#### TASK DESCRIPTION:
Extract every line of the records that contains the word "jersey".

**** EXTRACTED INFORMATION

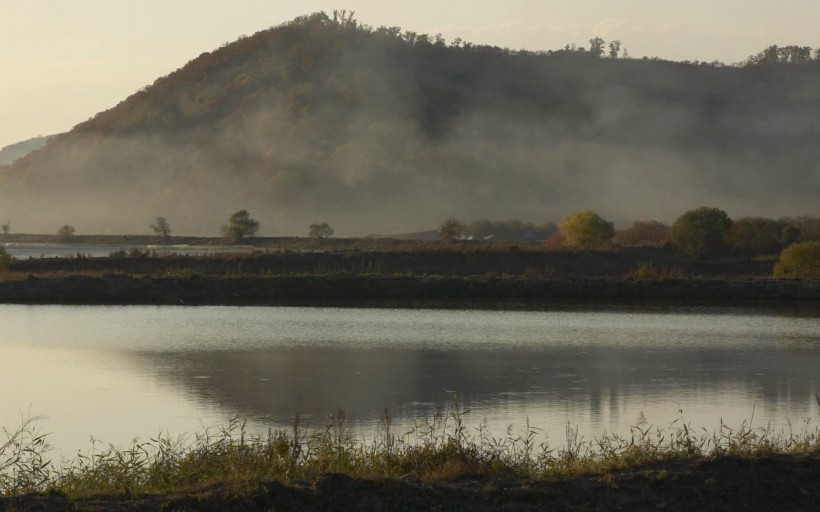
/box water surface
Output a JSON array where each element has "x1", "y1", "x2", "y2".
[{"x1": 0, "y1": 305, "x2": 820, "y2": 453}]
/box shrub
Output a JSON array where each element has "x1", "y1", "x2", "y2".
[{"x1": 774, "y1": 242, "x2": 820, "y2": 279}]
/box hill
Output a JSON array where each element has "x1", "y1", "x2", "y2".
[
  {"x1": 0, "y1": 136, "x2": 49, "y2": 166},
  {"x1": 0, "y1": 13, "x2": 820, "y2": 236}
]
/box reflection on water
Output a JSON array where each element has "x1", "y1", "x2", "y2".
[{"x1": 0, "y1": 306, "x2": 820, "y2": 452}]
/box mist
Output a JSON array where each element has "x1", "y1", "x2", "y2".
[{"x1": 0, "y1": 16, "x2": 820, "y2": 236}]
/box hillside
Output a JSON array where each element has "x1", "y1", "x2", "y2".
[
  {"x1": 0, "y1": 137, "x2": 49, "y2": 166},
  {"x1": 0, "y1": 13, "x2": 820, "y2": 236}
]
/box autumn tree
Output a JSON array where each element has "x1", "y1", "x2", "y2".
[
  {"x1": 438, "y1": 217, "x2": 464, "y2": 242},
  {"x1": 773, "y1": 242, "x2": 820, "y2": 279},
  {"x1": 0, "y1": 247, "x2": 11, "y2": 270},
  {"x1": 672, "y1": 206, "x2": 732, "y2": 258},
  {"x1": 615, "y1": 220, "x2": 671, "y2": 247},
  {"x1": 561, "y1": 209, "x2": 615, "y2": 248},
  {"x1": 220, "y1": 210, "x2": 259, "y2": 244},
  {"x1": 151, "y1": 217, "x2": 171, "y2": 240},
  {"x1": 308, "y1": 222, "x2": 333, "y2": 242},
  {"x1": 726, "y1": 217, "x2": 783, "y2": 254}
]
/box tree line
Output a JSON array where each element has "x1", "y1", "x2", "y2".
[{"x1": 438, "y1": 206, "x2": 820, "y2": 258}]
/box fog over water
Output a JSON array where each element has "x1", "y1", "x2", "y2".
[{"x1": 0, "y1": 17, "x2": 820, "y2": 236}]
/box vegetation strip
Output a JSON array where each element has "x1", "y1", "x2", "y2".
[{"x1": 0, "y1": 402, "x2": 820, "y2": 510}]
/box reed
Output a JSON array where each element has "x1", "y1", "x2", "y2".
[{"x1": 0, "y1": 401, "x2": 820, "y2": 498}]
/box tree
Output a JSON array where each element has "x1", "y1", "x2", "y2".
[
  {"x1": 672, "y1": 206, "x2": 732, "y2": 258},
  {"x1": 773, "y1": 242, "x2": 820, "y2": 279},
  {"x1": 308, "y1": 222, "x2": 333, "y2": 242},
  {"x1": 561, "y1": 209, "x2": 615, "y2": 248},
  {"x1": 57, "y1": 224, "x2": 77, "y2": 241},
  {"x1": 220, "y1": 210, "x2": 259, "y2": 244},
  {"x1": 0, "y1": 247, "x2": 11, "y2": 270},
  {"x1": 589, "y1": 37, "x2": 604, "y2": 57},
  {"x1": 609, "y1": 39, "x2": 621, "y2": 59},
  {"x1": 151, "y1": 217, "x2": 171, "y2": 240},
  {"x1": 726, "y1": 217, "x2": 783, "y2": 254},
  {"x1": 438, "y1": 217, "x2": 464, "y2": 242},
  {"x1": 615, "y1": 220, "x2": 671, "y2": 247}
]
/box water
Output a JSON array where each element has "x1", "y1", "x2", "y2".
[{"x1": 0, "y1": 305, "x2": 820, "y2": 454}]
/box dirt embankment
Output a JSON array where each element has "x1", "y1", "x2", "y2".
[{"x1": 0, "y1": 455, "x2": 820, "y2": 512}]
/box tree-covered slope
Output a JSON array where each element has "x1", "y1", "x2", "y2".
[{"x1": 0, "y1": 14, "x2": 820, "y2": 235}]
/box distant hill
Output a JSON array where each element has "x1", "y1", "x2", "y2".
[
  {"x1": 0, "y1": 136, "x2": 50, "y2": 166},
  {"x1": 0, "y1": 13, "x2": 820, "y2": 236}
]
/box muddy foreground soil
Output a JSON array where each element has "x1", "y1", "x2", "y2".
[{"x1": 0, "y1": 454, "x2": 820, "y2": 512}]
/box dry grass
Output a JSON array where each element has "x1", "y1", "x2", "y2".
[{"x1": 0, "y1": 402, "x2": 820, "y2": 497}]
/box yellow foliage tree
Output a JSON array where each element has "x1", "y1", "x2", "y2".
[
  {"x1": 774, "y1": 242, "x2": 820, "y2": 279},
  {"x1": 561, "y1": 209, "x2": 615, "y2": 248}
]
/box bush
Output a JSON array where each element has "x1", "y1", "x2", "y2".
[{"x1": 774, "y1": 242, "x2": 820, "y2": 279}]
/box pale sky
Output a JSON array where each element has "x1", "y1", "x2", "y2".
[{"x1": 0, "y1": 0, "x2": 820, "y2": 147}]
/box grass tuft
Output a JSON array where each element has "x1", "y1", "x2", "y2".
[{"x1": 0, "y1": 406, "x2": 820, "y2": 498}]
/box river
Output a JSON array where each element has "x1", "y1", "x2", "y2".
[{"x1": 0, "y1": 305, "x2": 820, "y2": 454}]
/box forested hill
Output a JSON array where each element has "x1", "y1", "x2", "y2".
[{"x1": 0, "y1": 14, "x2": 820, "y2": 235}]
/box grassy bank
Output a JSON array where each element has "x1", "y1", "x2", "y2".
[
  {"x1": 0, "y1": 273, "x2": 820, "y2": 306},
  {"x1": 0, "y1": 404, "x2": 820, "y2": 510}
]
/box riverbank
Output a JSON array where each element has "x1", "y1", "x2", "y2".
[
  {"x1": 0, "y1": 408, "x2": 820, "y2": 512},
  {"x1": 0, "y1": 455, "x2": 820, "y2": 512},
  {"x1": 0, "y1": 274, "x2": 820, "y2": 305}
]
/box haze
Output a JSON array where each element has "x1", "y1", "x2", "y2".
[{"x1": 0, "y1": 0, "x2": 820, "y2": 147}]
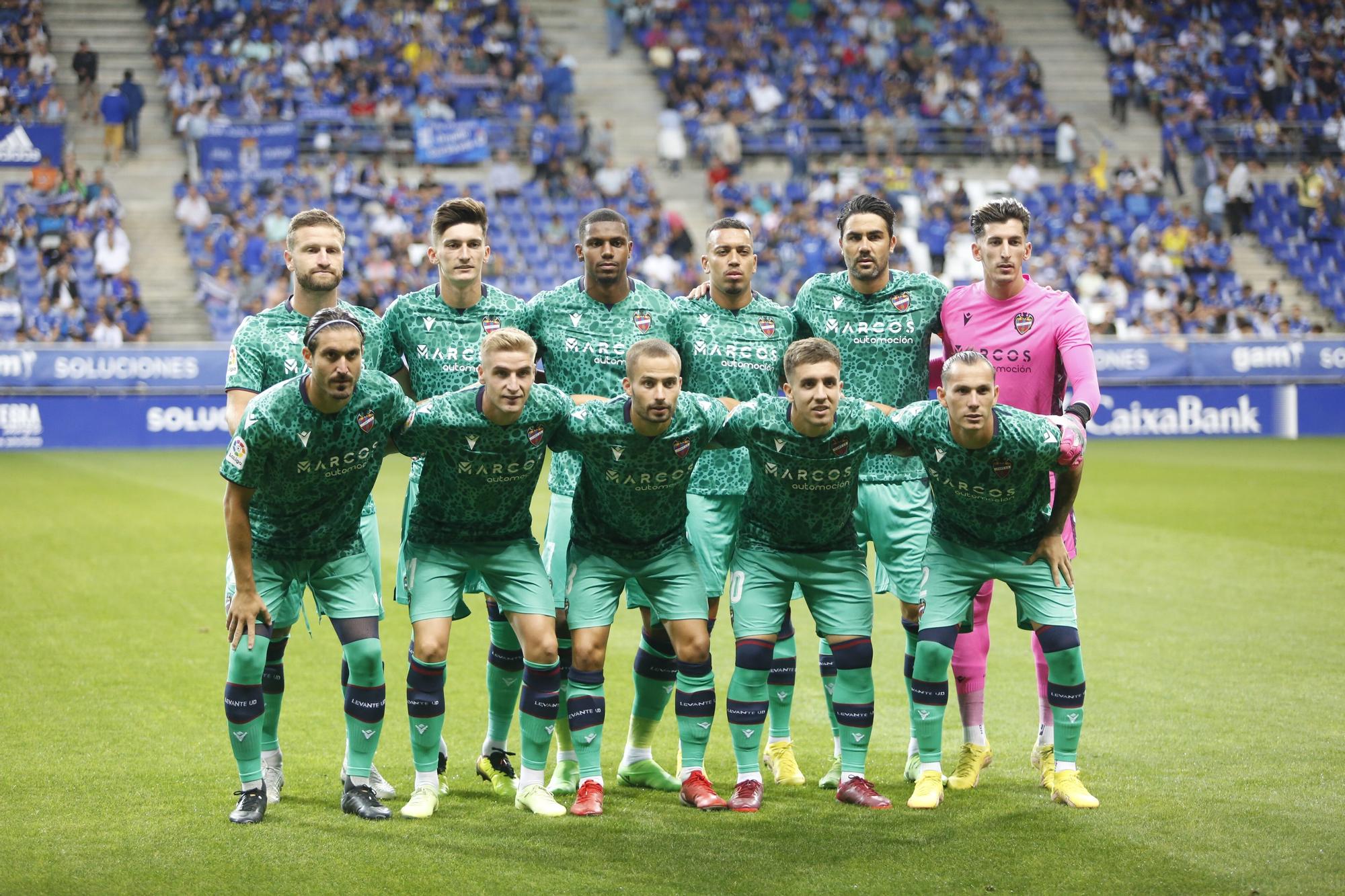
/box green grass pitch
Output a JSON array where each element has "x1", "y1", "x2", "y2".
[{"x1": 0, "y1": 440, "x2": 1345, "y2": 893}]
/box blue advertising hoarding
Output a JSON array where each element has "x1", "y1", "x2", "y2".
[
  {"x1": 0, "y1": 124, "x2": 66, "y2": 168},
  {"x1": 196, "y1": 121, "x2": 299, "y2": 183},
  {"x1": 0, "y1": 393, "x2": 229, "y2": 456},
  {"x1": 416, "y1": 118, "x2": 491, "y2": 165},
  {"x1": 0, "y1": 343, "x2": 229, "y2": 391}
]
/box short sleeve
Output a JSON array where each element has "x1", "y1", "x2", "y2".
[{"x1": 225, "y1": 317, "x2": 262, "y2": 391}]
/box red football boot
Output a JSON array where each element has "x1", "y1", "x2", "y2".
[
  {"x1": 681, "y1": 771, "x2": 729, "y2": 810},
  {"x1": 837, "y1": 778, "x2": 892, "y2": 809},
  {"x1": 570, "y1": 779, "x2": 603, "y2": 815}
]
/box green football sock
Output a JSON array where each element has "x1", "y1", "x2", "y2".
[
  {"x1": 406, "y1": 657, "x2": 447, "y2": 772},
  {"x1": 342, "y1": 638, "x2": 387, "y2": 778},
  {"x1": 631, "y1": 627, "x2": 677, "y2": 726},
  {"x1": 1046, "y1": 647, "x2": 1084, "y2": 763},
  {"x1": 818, "y1": 638, "x2": 841, "y2": 737},
  {"x1": 831, "y1": 638, "x2": 873, "y2": 775},
  {"x1": 555, "y1": 638, "x2": 574, "y2": 758},
  {"x1": 911, "y1": 641, "x2": 952, "y2": 763},
  {"x1": 261, "y1": 635, "x2": 289, "y2": 752},
  {"x1": 767, "y1": 628, "x2": 796, "y2": 739},
  {"x1": 518, "y1": 661, "x2": 561, "y2": 772},
  {"x1": 566, "y1": 669, "x2": 607, "y2": 780},
  {"x1": 728, "y1": 661, "x2": 771, "y2": 775},
  {"x1": 486, "y1": 602, "x2": 523, "y2": 749},
  {"x1": 674, "y1": 658, "x2": 714, "y2": 768},
  {"x1": 901, "y1": 619, "x2": 920, "y2": 737},
  {"x1": 225, "y1": 633, "x2": 270, "y2": 783}
]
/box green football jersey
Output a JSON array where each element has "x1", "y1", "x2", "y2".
[
  {"x1": 383, "y1": 282, "x2": 523, "y2": 398},
  {"x1": 225, "y1": 296, "x2": 402, "y2": 391},
  {"x1": 397, "y1": 383, "x2": 574, "y2": 545},
  {"x1": 675, "y1": 293, "x2": 798, "y2": 495},
  {"x1": 716, "y1": 395, "x2": 896, "y2": 553},
  {"x1": 523, "y1": 277, "x2": 679, "y2": 495},
  {"x1": 219, "y1": 370, "x2": 416, "y2": 560},
  {"x1": 794, "y1": 270, "x2": 948, "y2": 482},
  {"x1": 553, "y1": 391, "x2": 728, "y2": 560},
  {"x1": 892, "y1": 401, "x2": 1060, "y2": 551}
]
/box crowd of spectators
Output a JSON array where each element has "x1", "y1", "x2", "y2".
[
  {"x1": 145, "y1": 0, "x2": 574, "y2": 158},
  {"x1": 174, "y1": 153, "x2": 695, "y2": 339},
  {"x1": 1071, "y1": 0, "x2": 1345, "y2": 161},
  {"x1": 0, "y1": 0, "x2": 66, "y2": 124},
  {"x1": 0, "y1": 159, "x2": 151, "y2": 344},
  {"x1": 613, "y1": 0, "x2": 1056, "y2": 175}
]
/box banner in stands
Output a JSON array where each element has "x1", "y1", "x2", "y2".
[
  {"x1": 0, "y1": 343, "x2": 229, "y2": 391},
  {"x1": 416, "y1": 118, "x2": 491, "y2": 165},
  {"x1": 0, "y1": 393, "x2": 229, "y2": 456},
  {"x1": 196, "y1": 121, "x2": 299, "y2": 183},
  {"x1": 0, "y1": 124, "x2": 66, "y2": 168}
]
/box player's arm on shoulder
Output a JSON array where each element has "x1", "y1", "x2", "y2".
[{"x1": 225, "y1": 389, "x2": 257, "y2": 434}]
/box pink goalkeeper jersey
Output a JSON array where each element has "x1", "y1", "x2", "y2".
[{"x1": 940, "y1": 274, "x2": 1099, "y2": 414}]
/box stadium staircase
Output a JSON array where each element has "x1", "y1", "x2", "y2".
[
  {"x1": 46, "y1": 0, "x2": 210, "y2": 341},
  {"x1": 531, "y1": 0, "x2": 712, "y2": 238}
]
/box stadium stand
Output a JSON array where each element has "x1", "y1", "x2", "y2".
[
  {"x1": 1068, "y1": 0, "x2": 1345, "y2": 161},
  {"x1": 627, "y1": 0, "x2": 1056, "y2": 162}
]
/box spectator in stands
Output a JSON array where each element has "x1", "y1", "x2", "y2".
[
  {"x1": 98, "y1": 85, "x2": 130, "y2": 165},
  {"x1": 90, "y1": 307, "x2": 124, "y2": 347},
  {"x1": 120, "y1": 296, "x2": 151, "y2": 341},
  {"x1": 93, "y1": 215, "x2": 130, "y2": 278},
  {"x1": 118, "y1": 69, "x2": 145, "y2": 156},
  {"x1": 174, "y1": 184, "x2": 213, "y2": 231},
  {"x1": 28, "y1": 156, "x2": 61, "y2": 194},
  {"x1": 71, "y1": 40, "x2": 98, "y2": 121},
  {"x1": 28, "y1": 296, "x2": 61, "y2": 341}
]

********

#### RESPONSE TO THE TASK:
/box green football jersey
/box pink goalkeeper jersey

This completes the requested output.